A recent study suggests that healthcare professionals and policymakers should expand their focus on supporting the emotional well-being of individuals whose spouses have dementia, especially in the years leading up to their partners’ deaths. The clinical investigation, published in the Journal of the American Geriatrics Society, indicates that these caregivers experience heightened levels of psychological distress compared to those whose partners have normal cognitive function.

The study examined data from more than 2,000 married couples, focusing on spouses aged 50 and older. It tracked their experiences of loneliness, depression, life satisfaction and social isolation two years before and after their partners’ deaths. The findings revealed that about one-fifth (21%) of spouses caring for partners with dementia reported feelings of loneliness before their partners’ deaths, more than double the rate (8%) for those with cognitively healthy partners. Similarly, nearly one-third (31%) of dementia caregivers experienced depressive symptoms, compared to about one-fifth (20%) of those with cognitively healthy spouses.

After the partner’s death, the levels of loneliness and depression were similar across all groups, regardless of the deceased partner’s cognitive status. This suggests that the period before the loss is particularly challenging for those caring for a spouse with dementia. Furthermore, about two-thirds (64%) of these spouses reported lower life satisfaction compared to nearly three-quarters (74%) of those with cognitively healthy partners. However, the study found no significant difference in social isolation levels among the groups.

The study’s participants were predominantly women (66%), with an average age of 73. About a quarter (24%) were married to individuals with cognitive impairment, and nearly one-fifth (19%) to those with dementia. These findings underscore the importance of providing targeted psychosocial support to dementia caregivers, focusing on the pre-bereavement period when their emotional burden is highest.

• **REQUIRED ACTION A**
Answer each question using the passage on spousal dementia caregivers.
(i) In which journal was the study published?
(ii) What percentage of spouses caring for partners with dementia reported feelings of loneliness before their partners' deaths?
(iii) What was the average age of the study's participants?
• **REQUIRED ACTION B**
According to the passage on spousal dementia caregivers, why is the period before the loss considered particularly challenging for those caring for a spouse with dementia?
The data plays no role in the work on this passage.

• **SUPPLIED RECORDS**
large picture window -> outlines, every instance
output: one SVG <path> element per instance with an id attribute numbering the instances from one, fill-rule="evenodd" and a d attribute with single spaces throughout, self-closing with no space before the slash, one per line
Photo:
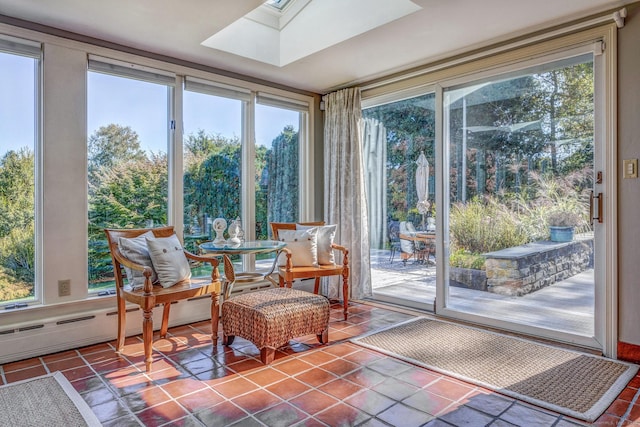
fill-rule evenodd
<path id="1" fill-rule="evenodd" d="M 113 288 L 105 228 L 168 224 L 175 78 L 91 62 L 88 73 L 89 289 Z"/>
<path id="2" fill-rule="evenodd" d="M 39 298 L 36 155 L 40 47 L 0 39 L 0 305 Z"/>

• **TASK ANSWER A**
(i) The Journal of the American Geriatrics Society
(ii) 21%
(iii) 73

• **TASK ANSWER B**
Before their partners' deaths, dementia caregivers reported loneliness and depressive symptoms at higher rates than spouses of cognitively healthy partners (21% versus 8% and 31% versus 20%). After the partner's death, levels of loneliness and depression were similar across all groups, which indicates that the heightened distress was concentrated in the period before the loss.